Exercise directions
Render every line of the items below as a Markdown table with the columns "Row" and "Line", numbering each row and skipping blank lines. Leave out the pictures.

--- Start ---

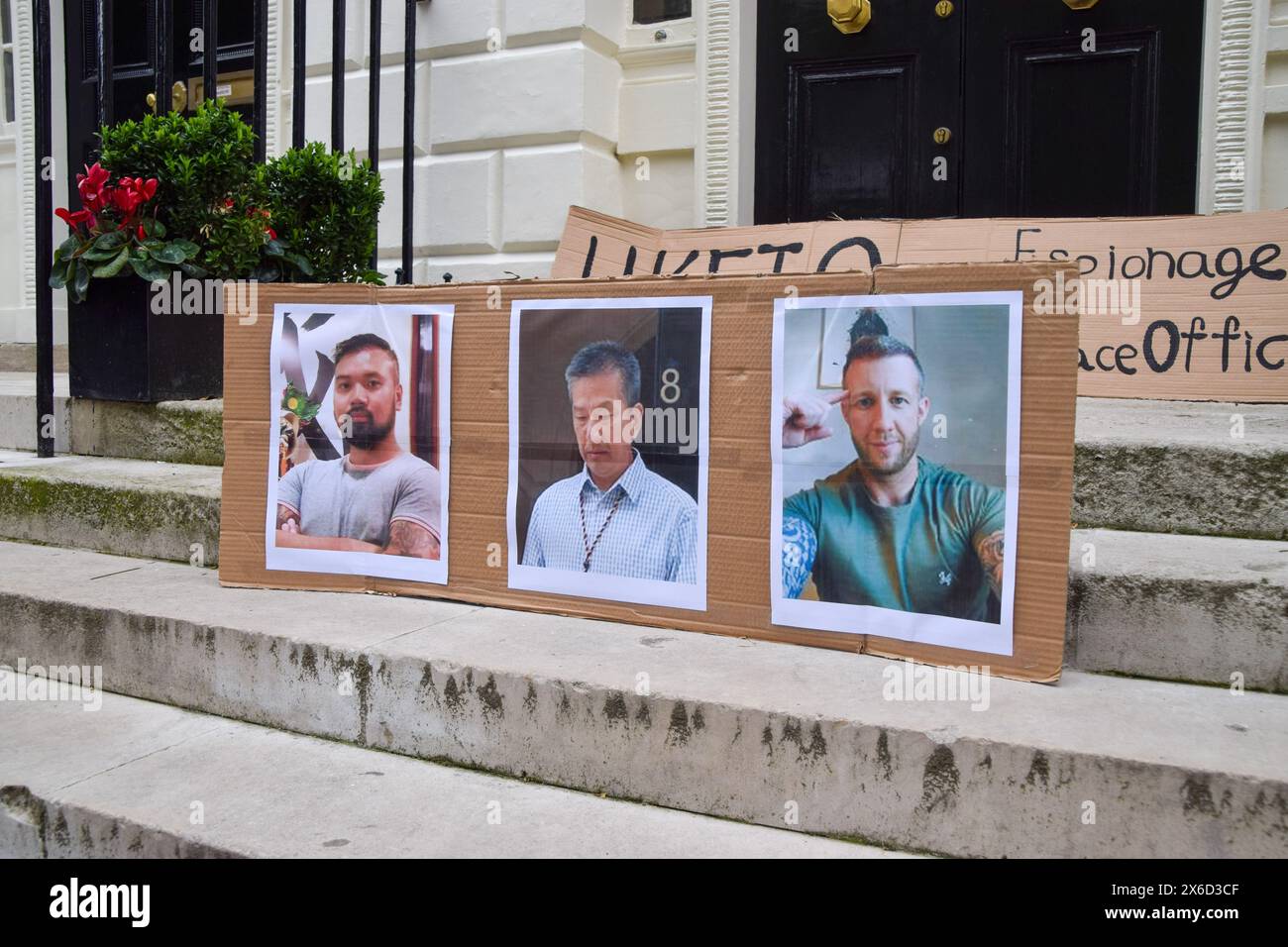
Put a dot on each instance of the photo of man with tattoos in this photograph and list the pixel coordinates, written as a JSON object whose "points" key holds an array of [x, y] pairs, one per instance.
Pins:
{"points": [[892, 528], [359, 478]]}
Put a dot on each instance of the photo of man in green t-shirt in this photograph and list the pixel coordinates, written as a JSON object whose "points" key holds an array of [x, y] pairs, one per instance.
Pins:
{"points": [[893, 528]]}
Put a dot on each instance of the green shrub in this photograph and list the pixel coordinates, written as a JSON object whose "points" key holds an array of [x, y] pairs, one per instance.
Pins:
{"points": [[326, 206]]}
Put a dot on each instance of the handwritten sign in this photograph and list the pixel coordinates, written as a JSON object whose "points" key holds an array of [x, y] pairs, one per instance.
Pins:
{"points": [[1188, 308]]}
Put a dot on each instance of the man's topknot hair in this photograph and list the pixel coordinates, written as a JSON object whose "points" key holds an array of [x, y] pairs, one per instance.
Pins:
{"points": [[365, 341], [870, 338]]}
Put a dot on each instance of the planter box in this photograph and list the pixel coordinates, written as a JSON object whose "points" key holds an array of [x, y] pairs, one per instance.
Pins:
{"points": [[119, 350]]}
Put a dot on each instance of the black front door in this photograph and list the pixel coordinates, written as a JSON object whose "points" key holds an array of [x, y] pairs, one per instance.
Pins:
{"points": [[844, 123], [978, 108], [133, 63]]}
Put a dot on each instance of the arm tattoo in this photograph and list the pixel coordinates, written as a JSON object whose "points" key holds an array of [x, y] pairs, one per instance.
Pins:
{"points": [[410, 539], [992, 557], [800, 547]]}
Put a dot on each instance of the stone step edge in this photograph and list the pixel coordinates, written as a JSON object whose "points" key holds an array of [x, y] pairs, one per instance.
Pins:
{"points": [[80, 810], [393, 693]]}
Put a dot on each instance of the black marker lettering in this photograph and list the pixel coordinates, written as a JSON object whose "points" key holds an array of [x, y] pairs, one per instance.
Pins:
{"points": [[781, 250], [716, 256], [874, 254], [1173, 338]]}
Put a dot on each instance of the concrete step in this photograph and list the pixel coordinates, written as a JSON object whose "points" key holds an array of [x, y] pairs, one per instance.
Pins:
{"points": [[134, 779], [1173, 607], [178, 432], [1141, 466], [1206, 468], [1098, 766], [1199, 608], [127, 506], [18, 411]]}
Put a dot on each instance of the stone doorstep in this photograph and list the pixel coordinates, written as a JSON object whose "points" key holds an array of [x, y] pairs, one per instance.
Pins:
{"points": [[1175, 607], [728, 727], [180, 432], [1140, 466], [129, 779], [111, 504]]}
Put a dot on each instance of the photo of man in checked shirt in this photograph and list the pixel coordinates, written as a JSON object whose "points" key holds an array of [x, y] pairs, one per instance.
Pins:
{"points": [[614, 515]]}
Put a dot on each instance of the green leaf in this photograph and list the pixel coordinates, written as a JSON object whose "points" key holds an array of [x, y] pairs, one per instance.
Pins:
{"points": [[111, 240], [168, 253], [58, 274], [97, 254], [110, 269], [150, 269]]}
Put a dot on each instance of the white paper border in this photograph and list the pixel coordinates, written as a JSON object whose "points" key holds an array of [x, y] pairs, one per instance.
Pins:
{"points": [[647, 591], [370, 565], [888, 622]]}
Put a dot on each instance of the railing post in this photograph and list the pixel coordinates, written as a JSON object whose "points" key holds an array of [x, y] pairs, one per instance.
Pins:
{"points": [[162, 53], [408, 133], [210, 50], [44, 236], [336, 75], [297, 53], [261, 56], [374, 106], [103, 60]]}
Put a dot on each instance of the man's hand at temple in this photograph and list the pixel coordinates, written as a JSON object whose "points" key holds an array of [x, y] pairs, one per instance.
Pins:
{"points": [[804, 418]]}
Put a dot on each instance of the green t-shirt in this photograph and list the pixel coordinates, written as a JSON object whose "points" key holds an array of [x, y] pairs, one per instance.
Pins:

--- End ---

Problem solution
| Row | Line |
|---|---|
| 1 | Put a dot on each instance of the photo of man with tattoos in this photograph and list the pixel coordinates, written as a JSON object whose "points" key holds an array of [x, y] pairs, one per instance. |
| 2 | Pins: |
| 3 | {"points": [[892, 528], [359, 478]]} |
| 4 | Put a dot on each instance of the photo of man in green t-shirt in this photograph and list the pixel coordinates, written as a JSON object whose "points" key holds an array of [x, y] pairs, one per instance. |
| 5 | Pins: |
| 6 | {"points": [[893, 528]]} |
| 7 | Put a dot on each instance of the green shrub in this photograph and list the pixel coordinates, written as a JSON object whose "points" key holds an array of [x, y] pairs, one per instance. |
| 8 | Pins: |
| 9 | {"points": [[326, 206]]} |
| 10 | Put a dot on each instance of the handwritten sign in this photograph and list the pixel coordinates, written as a JSON object whose "points" key holds an array of [x, y] pairs, one per instance. |
| 11 | Pins: |
| 12 | {"points": [[1188, 308]]} |
| 13 | Put a dot on each instance of the man's topknot hair in this photograph and list the pixel coordinates, written as a JSON object whose "points" key holds an array of [x, y] pairs, one per instance. |
| 14 | Pins: |
| 15 | {"points": [[365, 341], [870, 338]]} |
| 16 | Put a dot on each instance of the planter box in this photograph and list the pixel coordinates, written as a JSON object whose "points" key holds an array of [x, y] pairs, one per instance. |
| 17 | Pins: |
| 18 | {"points": [[119, 350]]} |
| 19 | Put a dot on each instance of the black front door in this photograph and list the pixel coordinates, written as a JSON object whose "points" key holds an array of [x, y] pairs, one per instance. |
| 20 | Pins: |
| 21 | {"points": [[844, 123], [978, 108], [133, 63]]} |
| 22 | Put a dot on each instance of the arm tattoo in this photograph and list the pixel coordinates, written as a JSON object whose "points" key holds an array of [x, y] pairs, one per instance. |
| 23 | Pins: |
| 24 | {"points": [[410, 539], [992, 557], [800, 547]]} |
| 25 | Put a dot on each instance of the stone step edge in this photograph and list the pixel coordinates, written as a JSON object whose "points" key holds an array of [x, y] pairs, one per instance. |
| 26 | Pins: |
| 27 | {"points": [[80, 810], [393, 693]]} |
| 28 | Put a dot on each instance of the black marker lettering in this photograph and list the pixel coordinates, written as a JSON object whose "points" key holds an array of [x, y] pairs, one per instance. |
| 29 | Pins: |
| 30 | {"points": [[781, 250], [716, 256], [874, 254], [1173, 338]]} |
| 31 | Put a dot on each instance of the concrete step in this photograph and list the pixel coordinates, written as a JSON object whose "points" key holds an array of [x, y] pairs, one per instance. |
| 32 | Pins: |
| 33 | {"points": [[134, 779], [1173, 607], [178, 432], [1141, 466], [1206, 468], [1098, 766], [1199, 608], [127, 506], [18, 411]]} |
| 34 | Put a dot on each instance of the stone doorstep in this photograph and list the pixel coordinates, written as a JSON object whose "points" key holds an array of [x, y] pairs, one per instance. |
| 35 | Pins: |
| 36 | {"points": [[1175, 607], [728, 727], [180, 432], [1140, 466], [129, 779], [111, 504]]} |
| 37 | Put a dot on each instance of the photo of man in checked shirt in this photograph and list the pixel coordinates, written as a JSON object whose "points" key holds an array of [x, y] pairs, one per instance. |
| 38 | Pins: |
| 39 | {"points": [[614, 515]]} |
| 40 | Put a dot on each instance of the green leaf in this photograph and list the pixel coordinates, written as a JSON object whose "points" key holds an array of [x, y] pairs, one per instance. |
| 41 | Pins: |
| 42 | {"points": [[111, 240], [168, 253], [58, 274], [97, 254], [110, 269], [150, 269]]} |
| 43 | Put a dot on each instance of the white paper border in this photograph and list the pixel coordinates, written as a JSON object whose "points" key holds an array of [x, y] pairs, one per instance. |
| 44 | Pins: |
| 45 | {"points": [[647, 591], [370, 565], [888, 622]]} |
| 46 | Put a dot on each instance of the railing post in this photograph and list the pixel coordinates, written as a JSON object whose "points" key holds an array of [x, y] pairs, one per instance. |
| 47 | Pins: |
| 48 | {"points": [[162, 53], [408, 133], [210, 50], [44, 236], [336, 75], [297, 53], [261, 56], [374, 106], [103, 60]]} |
| 49 | Put a dot on each instance of the man's hand at temple in this photograph and list the pixel coordinates, written as a JSON object whose "points" key holds an array of [x, y] pairs, one per instance. |
| 50 | Pins: |
| 51 | {"points": [[804, 418]]} |
| 52 | Put a dot on each instance of the green t-shirt in this photograph and list the pixel coordinates, written as a JSON object whose "points" key holds an array of [x, y] pairs, one per instance. |
| 53 | Pins: |